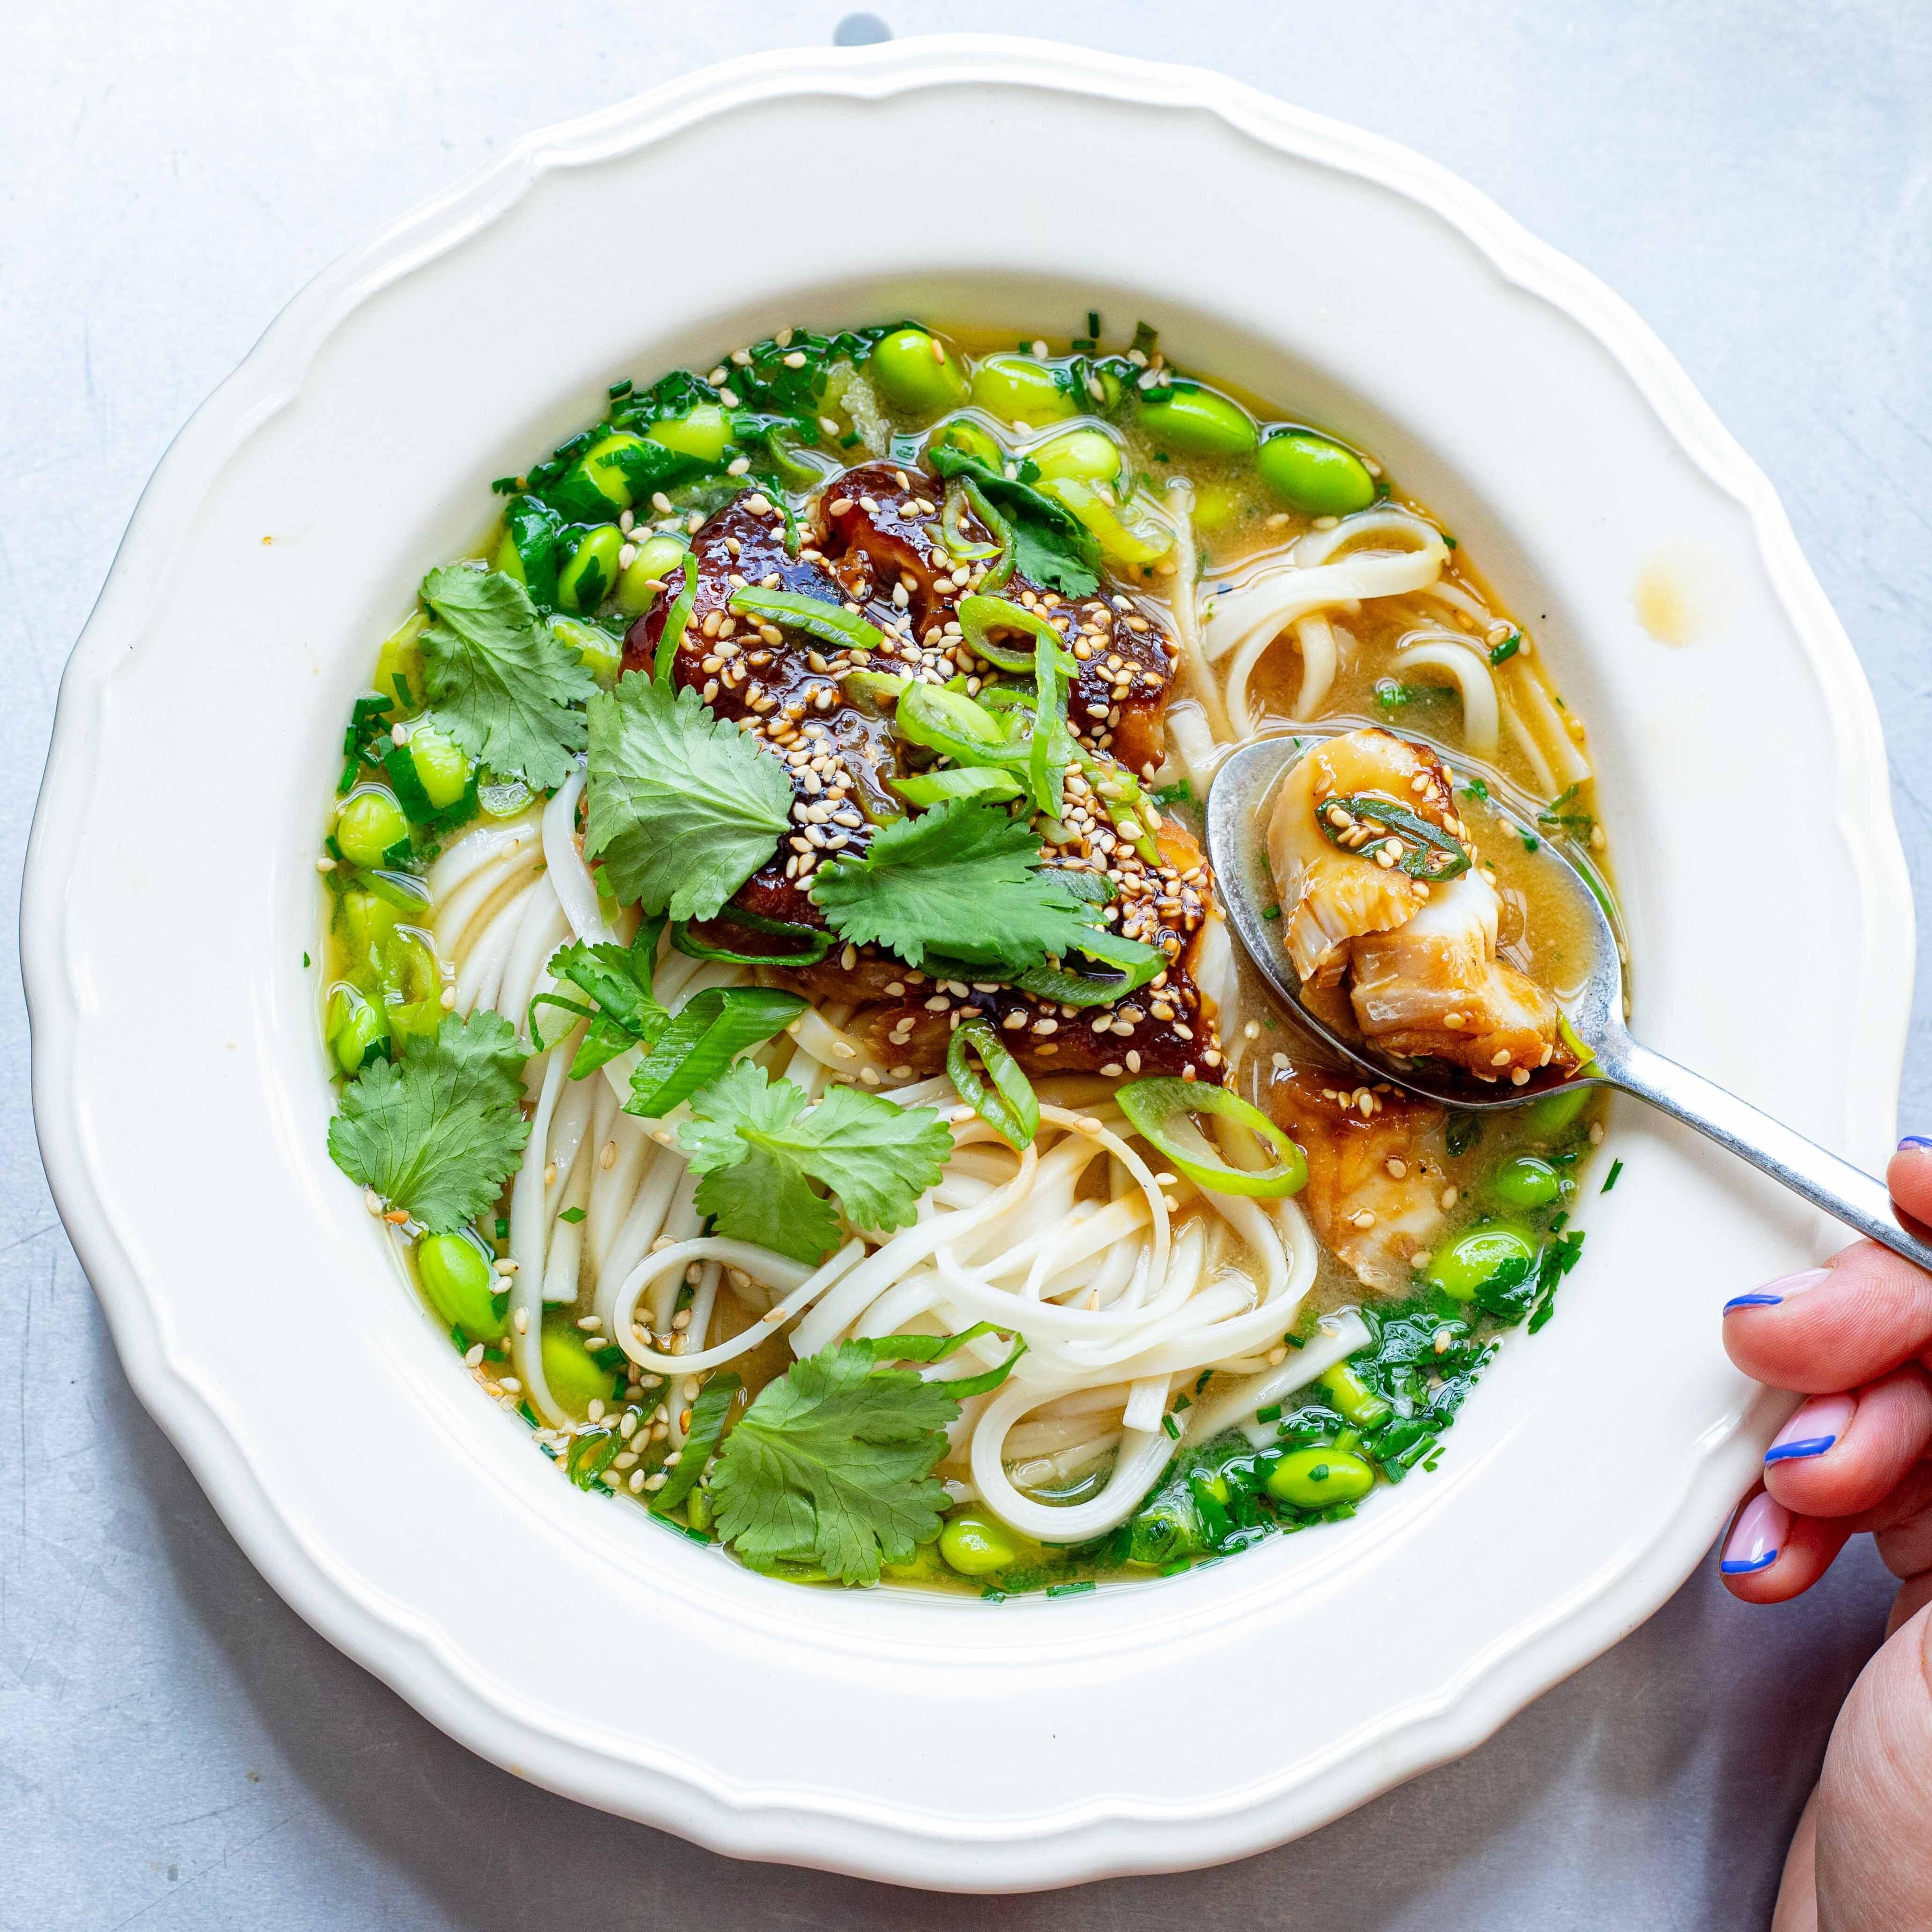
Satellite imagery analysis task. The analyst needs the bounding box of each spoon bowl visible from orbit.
[1204,729,1932,1267]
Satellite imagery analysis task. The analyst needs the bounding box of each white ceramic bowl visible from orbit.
[25,37,1911,1892]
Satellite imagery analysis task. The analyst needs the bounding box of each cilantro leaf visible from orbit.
[327,1011,530,1233]
[810,799,1128,972]
[929,446,1101,597]
[584,673,793,920]
[418,566,597,790]
[678,1063,952,1263]
[708,1340,957,1582]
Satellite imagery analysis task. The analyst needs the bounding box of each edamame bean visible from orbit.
[1426,1223,1537,1302]
[938,1509,1018,1576]
[417,1233,507,1338]
[575,431,652,512]
[1527,1083,1592,1136]
[614,534,688,617]
[1256,429,1378,516]
[930,416,1003,468]
[550,615,621,685]
[647,404,733,464]
[969,353,1077,428]
[1191,482,1246,533]
[407,723,470,811]
[1138,382,1257,457]
[1314,1360,1392,1429]
[1029,428,1122,484]
[1491,1155,1563,1210]
[326,986,388,1074]
[869,327,969,414]
[1263,1445,1377,1510]
[557,525,622,613]
[541,1320,615,1415]
[335,790,409,867]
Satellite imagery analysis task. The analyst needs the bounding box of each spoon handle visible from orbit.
[1605,1040,1932,1273]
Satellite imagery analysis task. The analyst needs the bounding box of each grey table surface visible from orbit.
[5,3,1929,1926]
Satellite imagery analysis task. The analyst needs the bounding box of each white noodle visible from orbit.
[1391,631,1501,756]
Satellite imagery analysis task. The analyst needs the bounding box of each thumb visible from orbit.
[1814,1602,1932,1928]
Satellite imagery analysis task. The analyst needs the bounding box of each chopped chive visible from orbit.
[1488,634,1521,666]
[1046,1580,1096,1598]
[1161,1413,1181,1439]
[1519,830,1540,853]
[301,952,311,968]
[496,1218,510,1240]
[1262,904,1281,921]
[1087,309,1101,337]
[557,1205,587,1224]
[1283,1332,1305,1349]
[1255,1402,1283,1423]
[1601,1159,1625,1194]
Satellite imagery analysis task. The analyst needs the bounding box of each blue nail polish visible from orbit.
[1900,1136,1932,1150]
[1764,1434,1837,1465]
[1723,1292,1783,1312]
[1720,1549,1780,1576]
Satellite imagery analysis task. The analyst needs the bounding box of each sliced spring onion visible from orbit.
[1556,1009,1600,1076]
[866,1321,1028,1398]
[652,1372,742,1513]
[964,478,1015,592]
[842,668,910,709]
[894,681,1032,776]
[654,553,699,688]
[947,1018,1040,1151]
[728,587,888,657]
[891,767,1026,808]
[940,479,1002,561]
[1115,1078,1309,1198]
[1316,792,1470,881]
[625,986,809,1119]
[1076,750,1159,863]
[668,916,835,967]
[956,593,1069,676]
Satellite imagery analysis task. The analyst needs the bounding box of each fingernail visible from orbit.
[1723,1267,1832,1314]
[1720,1492,1788,1576]
[1901,1137,1932,1151]
[1764,1392,1855,1466]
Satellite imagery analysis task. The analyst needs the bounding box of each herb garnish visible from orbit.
[929,446,1101,597]
[418,567,596,791]
[326,1010,530,1233]
[584,673,793,920]
[1536,783,1596,842]
[1316,794,1471,880]
[678,1063,953,1263]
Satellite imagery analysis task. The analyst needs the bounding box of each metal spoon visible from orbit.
[1204,732,1932,1271]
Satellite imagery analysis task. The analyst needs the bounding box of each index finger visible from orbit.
[1720,1145,1932,1393]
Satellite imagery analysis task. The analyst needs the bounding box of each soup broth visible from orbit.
[316,316,1612,1596]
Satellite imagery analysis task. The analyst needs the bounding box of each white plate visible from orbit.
[25,37,1910,1892]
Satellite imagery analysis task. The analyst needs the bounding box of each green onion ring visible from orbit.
[1115,1078,1309,1198]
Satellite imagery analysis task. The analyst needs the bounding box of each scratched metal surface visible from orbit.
[4,4,1927,1926]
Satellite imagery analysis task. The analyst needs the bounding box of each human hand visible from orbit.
[1719,1142,1932,1931]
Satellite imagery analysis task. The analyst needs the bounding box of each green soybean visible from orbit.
[1427,1223,1537,1302]
[969,353,1077,428]
[1139,383,1257,457]
[1264,1445,1376,1509]
[1314,1360,1392,1429]
[1491,1155,1563,1210]
[326,986,389,1074]
[614,534,688,618]
[557,525,622,613]
[938,1509,1019,1576]
[574,431,652,512]
[551,614,621,685]
[417,1233,506,1338]
[647,404,733,464]
[1030,428,1122,484]
[542,1319,615,1415]
[335,790,409,867]
[1527,1082,1593,1136]
[407,724,470,811]
[930,416,1003,468]
[869,327,969,414]
[1256,429,1378,516]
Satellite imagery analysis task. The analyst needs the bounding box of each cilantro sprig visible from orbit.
[677,1063,952,1263]
[327,1011,530,1233]
[808,799,1160,978]
[418,567,597,791]
[584,673,793,921]
[707,1341,957,1582]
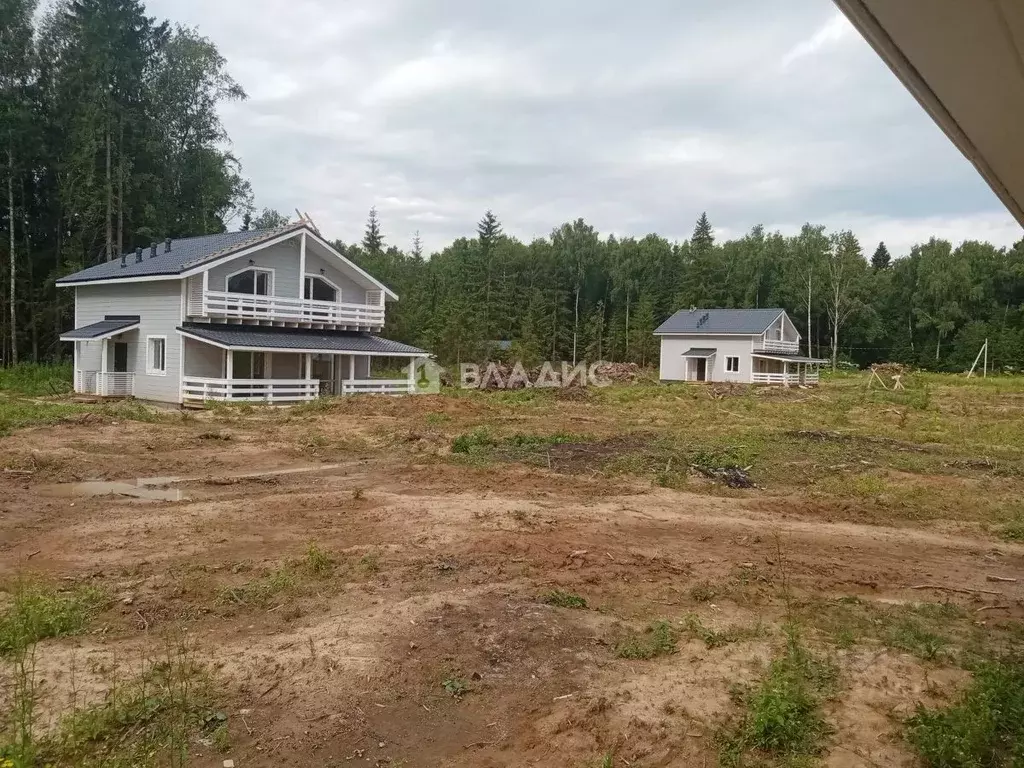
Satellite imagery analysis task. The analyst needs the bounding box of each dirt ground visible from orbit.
[1,386,1023,767]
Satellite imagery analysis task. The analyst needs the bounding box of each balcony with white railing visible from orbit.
[198,290,385,329]
[75,371,135,397]
[755,338,800,354]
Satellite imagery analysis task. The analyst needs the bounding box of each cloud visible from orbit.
[781,13,853,70]
[146,0,1021,255]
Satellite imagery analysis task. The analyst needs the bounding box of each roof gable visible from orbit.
[654,308,787,335]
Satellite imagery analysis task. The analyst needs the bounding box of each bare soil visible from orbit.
[1,393,1022,767]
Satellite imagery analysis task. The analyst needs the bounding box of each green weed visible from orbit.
[907,657,1024,768]
[442,676,470,698]
[304,543,335,577]
[218,567,295,607]
[0,581,106,656]
[615,621,678,660]
[541,589,587,609]
[684,615,764,649]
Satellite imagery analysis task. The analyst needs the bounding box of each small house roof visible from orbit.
[59,315,141,341]
[56,225,306,285]
[178,323,427,357]
[681,348,717,357]
[655,308,786,335]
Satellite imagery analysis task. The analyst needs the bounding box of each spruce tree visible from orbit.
[871,241,891,271]
[477,209,502,252]
[362,206,383,255]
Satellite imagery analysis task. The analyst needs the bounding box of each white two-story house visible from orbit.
[57,222,428,405]
[655,308,826,385]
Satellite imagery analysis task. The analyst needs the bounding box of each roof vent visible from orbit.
[696,312,710,327]
[150,242,157,258]
[135,247,143,263]
[164,237,172,253]
[120,253,127,268]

--------

To do:
Starting at the line with "house visible from orbit.", copy every line up to and including the last one in the entries above.

Solved problem:
Satellite imagery analysis task. The analyst needs the bounding box of each white two-story house visible from orbit.
[57,222,428,405]
[655,308,826,385]
Satellite imagery analysis task. The analyst needs the bounding box of each roof vent visible from orbit.
[696,312,710,327]
[150,242,157,258]
[135,247,143,263]
[164,237,172,253]
[120,253,127,268]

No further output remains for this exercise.